_DESCRIPTION OF THE TASK_:
Write out again, exactly as they appear, the lines from the start of the data below through the line with "Target: red backpack"; no pictures.

_DATA TO PROCESS_:
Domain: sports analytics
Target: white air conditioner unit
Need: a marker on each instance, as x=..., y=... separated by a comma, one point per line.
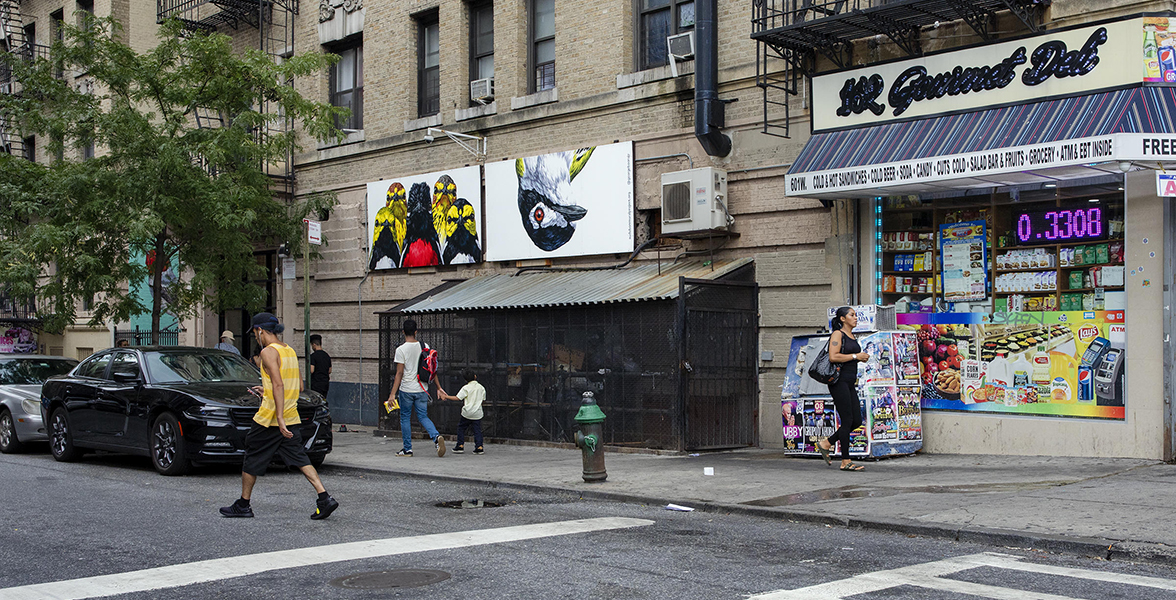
x=481, y=90
x=694, y=201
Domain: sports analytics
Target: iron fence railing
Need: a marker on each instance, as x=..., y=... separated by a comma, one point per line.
x=138, y=337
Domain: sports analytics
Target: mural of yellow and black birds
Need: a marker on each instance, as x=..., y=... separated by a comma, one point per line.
x=445, y=193
x=548, y=211
x=421, y=247
x=461, y=231
x=391, y=225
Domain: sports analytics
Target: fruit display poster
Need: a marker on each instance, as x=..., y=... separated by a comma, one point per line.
x=962, y=247
x=1056, y=364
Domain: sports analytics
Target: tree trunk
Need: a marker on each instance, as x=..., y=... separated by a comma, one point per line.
x=156, y=286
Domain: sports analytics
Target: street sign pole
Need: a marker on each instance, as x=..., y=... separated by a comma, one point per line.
x=306, y=300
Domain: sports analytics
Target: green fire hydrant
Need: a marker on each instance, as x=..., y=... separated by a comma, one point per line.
x=589, y=439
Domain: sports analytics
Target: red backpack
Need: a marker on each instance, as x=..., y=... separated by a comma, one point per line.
x=427, y=366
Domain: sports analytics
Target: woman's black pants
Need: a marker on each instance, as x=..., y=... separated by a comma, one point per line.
x=849, y=412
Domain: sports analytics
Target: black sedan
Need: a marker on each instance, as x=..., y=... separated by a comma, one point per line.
x=181, y=406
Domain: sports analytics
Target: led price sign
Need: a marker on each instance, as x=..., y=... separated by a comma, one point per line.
x=1061, y=225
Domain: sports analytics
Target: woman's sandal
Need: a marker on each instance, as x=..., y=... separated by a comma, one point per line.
x=824, y=452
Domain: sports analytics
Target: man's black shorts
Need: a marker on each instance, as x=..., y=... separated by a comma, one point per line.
x=262, y=442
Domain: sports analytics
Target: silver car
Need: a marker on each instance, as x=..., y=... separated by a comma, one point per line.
x=20, y=397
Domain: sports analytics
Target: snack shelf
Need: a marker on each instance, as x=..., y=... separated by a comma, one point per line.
x=1029, y=270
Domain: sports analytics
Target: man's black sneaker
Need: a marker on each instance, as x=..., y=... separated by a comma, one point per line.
x=323, y=508
x=235, y=511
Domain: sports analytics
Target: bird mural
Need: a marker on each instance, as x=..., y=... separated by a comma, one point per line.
x=421, y=248
x=461, y=232
x=391, y=225
x=445, y=193
x=548, y=211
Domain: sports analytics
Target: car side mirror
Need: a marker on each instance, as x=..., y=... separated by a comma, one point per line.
x=125, y=377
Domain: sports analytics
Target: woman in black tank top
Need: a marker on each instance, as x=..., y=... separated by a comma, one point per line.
x=844, y=350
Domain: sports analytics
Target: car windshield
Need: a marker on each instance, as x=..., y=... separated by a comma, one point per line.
x=22, y=372
x=179, y=367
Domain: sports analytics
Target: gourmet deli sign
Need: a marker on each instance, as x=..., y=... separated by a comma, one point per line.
x=1030, y=68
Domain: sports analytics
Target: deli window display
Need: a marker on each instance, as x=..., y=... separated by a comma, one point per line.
x=1017, y=298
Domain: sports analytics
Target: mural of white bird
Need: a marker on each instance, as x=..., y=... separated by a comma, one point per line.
x=548, y=211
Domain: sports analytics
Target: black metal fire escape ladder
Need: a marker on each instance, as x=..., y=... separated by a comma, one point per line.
x=14, y=42
x=274, y=21
x=792, y=35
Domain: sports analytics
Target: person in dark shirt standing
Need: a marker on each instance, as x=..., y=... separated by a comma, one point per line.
x=320, y=366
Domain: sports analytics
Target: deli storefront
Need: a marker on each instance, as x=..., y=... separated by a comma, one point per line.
x=1010, y=210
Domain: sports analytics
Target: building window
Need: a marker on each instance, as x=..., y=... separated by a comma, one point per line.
x=481, y=41
x=657, y=20
x=428, y=77
x=347, y=84
x=542, y=44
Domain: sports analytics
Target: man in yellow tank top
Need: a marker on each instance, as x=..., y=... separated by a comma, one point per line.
x=269, y=433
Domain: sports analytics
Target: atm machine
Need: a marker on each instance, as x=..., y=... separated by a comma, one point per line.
x=1108, y=372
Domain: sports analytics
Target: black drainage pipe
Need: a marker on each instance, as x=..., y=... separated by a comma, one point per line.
x=708, y=108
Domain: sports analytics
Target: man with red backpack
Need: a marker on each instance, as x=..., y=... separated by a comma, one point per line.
x=415, y=367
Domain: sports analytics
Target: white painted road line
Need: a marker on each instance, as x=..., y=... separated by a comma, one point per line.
x=929, y=575
x=216, y=570
x=1011, y=562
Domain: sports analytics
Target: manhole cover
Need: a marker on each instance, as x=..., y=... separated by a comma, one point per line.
x=388, y=579
x=468, y=504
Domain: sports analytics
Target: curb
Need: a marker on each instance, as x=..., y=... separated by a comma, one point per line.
x=1088, y=547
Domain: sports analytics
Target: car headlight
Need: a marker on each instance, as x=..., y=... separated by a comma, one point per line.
x=208, y=412
x=31, y=406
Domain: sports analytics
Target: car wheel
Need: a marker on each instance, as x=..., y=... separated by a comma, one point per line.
x=8, y=441
x=168, y=453
x=61, y=438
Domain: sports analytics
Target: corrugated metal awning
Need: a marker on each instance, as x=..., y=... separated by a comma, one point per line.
x=539, y=288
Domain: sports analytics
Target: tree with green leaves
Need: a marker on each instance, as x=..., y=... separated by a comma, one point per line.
x=162, y=184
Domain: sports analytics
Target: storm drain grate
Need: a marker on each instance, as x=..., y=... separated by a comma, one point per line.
x=389, y=579
x=468, y=504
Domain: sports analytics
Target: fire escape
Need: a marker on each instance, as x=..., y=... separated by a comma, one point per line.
x=793, y=34
x=14, y=41
x=274, y=22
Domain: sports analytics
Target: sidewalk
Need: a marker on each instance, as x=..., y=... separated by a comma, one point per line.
x=1120, y=508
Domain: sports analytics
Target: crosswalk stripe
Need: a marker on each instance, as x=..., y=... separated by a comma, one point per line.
x=930, y=575
x=1008, y=561
x=205, y=571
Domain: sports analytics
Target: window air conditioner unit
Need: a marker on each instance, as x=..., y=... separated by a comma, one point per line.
x=679, y=47
x=694, y=201
x=481, y=90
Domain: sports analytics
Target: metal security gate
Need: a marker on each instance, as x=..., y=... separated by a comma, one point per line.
x=719, y=382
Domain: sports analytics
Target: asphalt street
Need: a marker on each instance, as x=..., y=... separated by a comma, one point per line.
x=112, y=514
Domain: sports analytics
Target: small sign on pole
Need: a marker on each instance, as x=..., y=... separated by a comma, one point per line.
x=1166, y=185
x=313, y=232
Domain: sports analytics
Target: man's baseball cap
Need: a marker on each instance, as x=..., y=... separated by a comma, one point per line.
x=267, y=321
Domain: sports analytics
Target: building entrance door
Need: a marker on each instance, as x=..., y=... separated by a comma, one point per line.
x=719, y=367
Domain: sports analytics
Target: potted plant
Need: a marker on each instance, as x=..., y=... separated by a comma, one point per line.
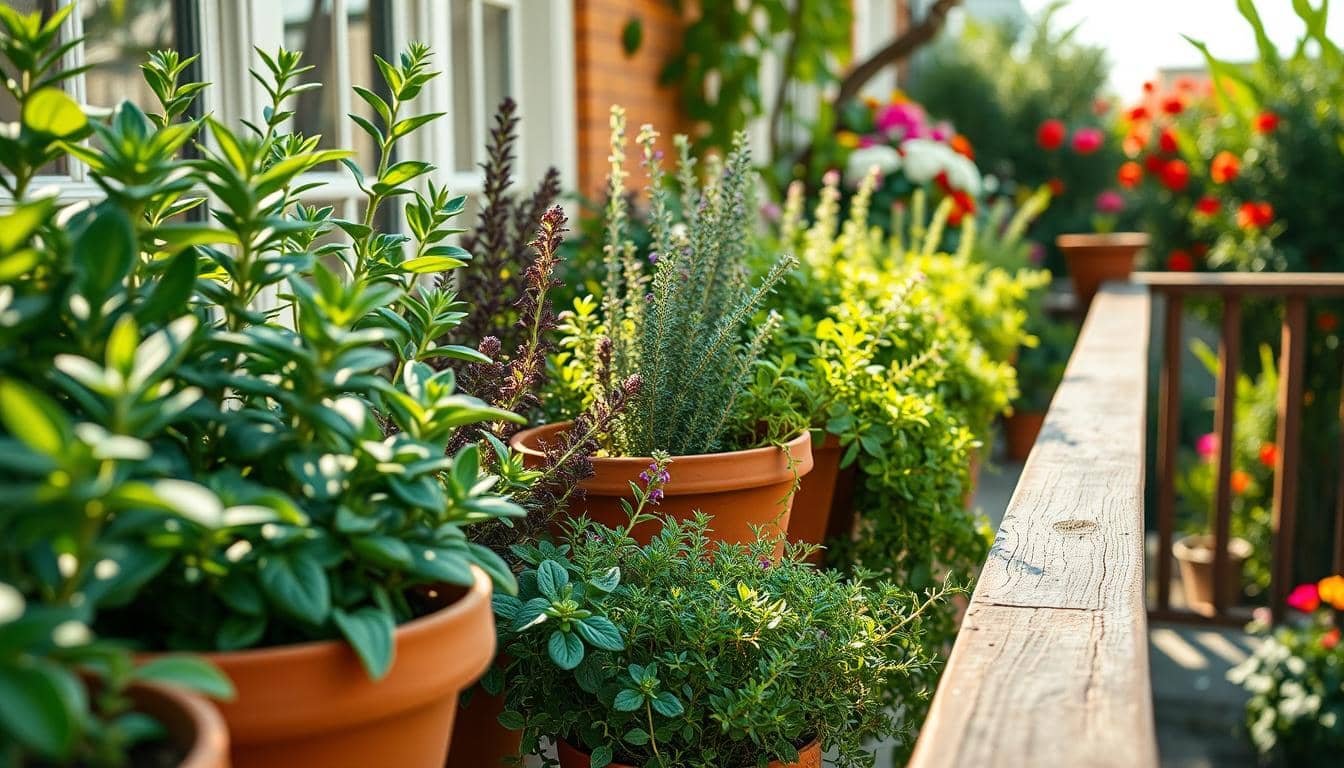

_PROBLEM SOLUTION_:
Domain: sports analytics
Target: white air conditioner unit
Need: a marker on each instance, as x=..., y=... separated by a comma, one point per line.
x=481, y=90
x=694, y=201
Domain: sports analytics
Target: iron fence railing
Need: a marker on each instance, as x=..., y=... separated by a comma, one point per line.
x=138, y=337
Domain: sports analytics
Target: mural of yellow and black birds
Need: a marker on each instance, as x=..., y=... separated by a comma, one point per line.
x=445, y=193
x=548, y=211
x=421, y=247
x=461, y=231
x=391, y=225
Domain: sports analytics
Target: fruit display poster
Need: a marker on each instance, as x=..., y=... separated by a comma, one point per line.
x=962, y=247
x=1056, y=364
Domain: sports analytics
Target: tree trunk
Need: a marker on each instance, as x=..., y=... separated by a comma, one point per line.
x=156, y=286
Domain: sports analytics
Target: street sign pole
Need: a marker on each instance, as x=..., y=... separated by a comma, one point per line.
x=306, y=300
Domain: sports analytics
Target: green fire hydrant
Need: a marker on each instance, as x=..., y=... separated by a comma, one point per line.
x=589, y=439
Domain: sports analytics
Target: red backpack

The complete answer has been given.